Stored data entries:
------

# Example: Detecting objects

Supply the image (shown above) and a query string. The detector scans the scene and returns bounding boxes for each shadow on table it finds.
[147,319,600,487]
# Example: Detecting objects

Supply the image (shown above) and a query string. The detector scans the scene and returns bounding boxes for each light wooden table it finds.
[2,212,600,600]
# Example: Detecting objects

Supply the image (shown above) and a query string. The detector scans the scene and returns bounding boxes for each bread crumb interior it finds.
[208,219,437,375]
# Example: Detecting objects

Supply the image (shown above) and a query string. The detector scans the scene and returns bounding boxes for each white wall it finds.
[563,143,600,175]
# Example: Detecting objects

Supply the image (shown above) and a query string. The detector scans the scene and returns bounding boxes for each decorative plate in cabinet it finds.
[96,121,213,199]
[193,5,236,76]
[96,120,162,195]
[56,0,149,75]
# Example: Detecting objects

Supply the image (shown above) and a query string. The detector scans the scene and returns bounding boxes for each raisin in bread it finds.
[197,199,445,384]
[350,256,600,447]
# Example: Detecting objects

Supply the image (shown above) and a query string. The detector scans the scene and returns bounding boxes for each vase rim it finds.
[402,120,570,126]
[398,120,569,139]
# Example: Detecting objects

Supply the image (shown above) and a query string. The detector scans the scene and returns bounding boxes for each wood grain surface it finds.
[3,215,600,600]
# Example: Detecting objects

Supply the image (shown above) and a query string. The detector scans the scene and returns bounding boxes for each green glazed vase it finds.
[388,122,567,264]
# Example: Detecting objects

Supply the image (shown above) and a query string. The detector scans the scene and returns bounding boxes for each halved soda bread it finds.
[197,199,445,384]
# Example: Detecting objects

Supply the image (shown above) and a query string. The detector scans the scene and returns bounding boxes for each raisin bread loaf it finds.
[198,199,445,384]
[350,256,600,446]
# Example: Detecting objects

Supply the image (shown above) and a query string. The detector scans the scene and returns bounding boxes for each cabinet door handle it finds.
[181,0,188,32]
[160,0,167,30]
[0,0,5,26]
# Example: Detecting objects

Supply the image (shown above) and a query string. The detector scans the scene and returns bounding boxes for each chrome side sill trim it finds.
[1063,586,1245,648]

------

WHAT YOU ARE ASKED TO DO: Each entry is to be given again, exactly as it stands.

REPLY:
# Example: Detecting objects

Supply the image (shown above) and a query string. The detector scans the scene and returns bounding boxes for each shadow on table it finds.
[147,319,600,487]
# Example: Detecting objects

Supply the image (shown above) and a query string. The detector scans the scene and returns bounding boxes for each light wooden table it finds.
[2,212,600,600]
# Example: Detecting objects

Supply the image (shown above) and a query string. The detector scans the scene and returns bounding boxes for each bread crumb interior it finds.
[208,219,437,375]
# Example: Detecting objects

Supply the image (shown above) and a query string. The detector scans the scene and returns bounding boxes for each white wall it finds.
[563,143,600,175]
# Example: Detecting objects

Supply the image (shown above) and a query string. The detector scans the scene and returns bounding boxes for each decorative plate in cabinet it finds.
[96,121,213,199]
[193,5,236,76]
[96,120,162,195]
[56,0,149,75]
# Example: Detecting objects

Supply the image (shown above) and a query string. The detector scans the scene and returns bounding boxes for each raisin in bread it finds.
[197,199,445,384]
[350,256,600,447]
# Example: Detecting objects

Supply the image (shown above) and a query string. The detector scans the scene and returns bounding boxes for each vase rim it finds.
[402,120,570,126]
[398,120,569,139]
# Example: Detecting objects

Supply the image (shown above) and a query string. The detector scans the scene and returns bounding boxes for each wood grain surface it finds.
[3,215,600,600]
# Example: Detecting objects

Supply the image (shown above) and a query string. The detector scans the scene and returns bounding boxes for each green glazed vase it finds.
[388,122,567,264]
# Example: Detecting objects

Supply the image (shown above) and a query string. The detector scans the scene and returns bounding boxes for each halved soda bread it finds.
[197,199,445,384]
# Example: Detecting objects

Supply the image (shown above) and a query string. The detector scans the scene and returns bounding boxes for each raisin bread loaf it finds.
[198,199,445,384]
[350,256,600,446]
# Example: Detecting objects

Supply the image (shown above) and a query string. The detector scans the scene and returns bounding boxes for each cabinet door handle it finds.
[181,0,188,32]
[160,0,167,30]
[0,0,5,26]
# Example: Detecting objects

Supply the image (shown above) and a query string. The detector scans the scene and returns bounding boxes for each chrome side sill trim it finds.
[1063,586,1245,648]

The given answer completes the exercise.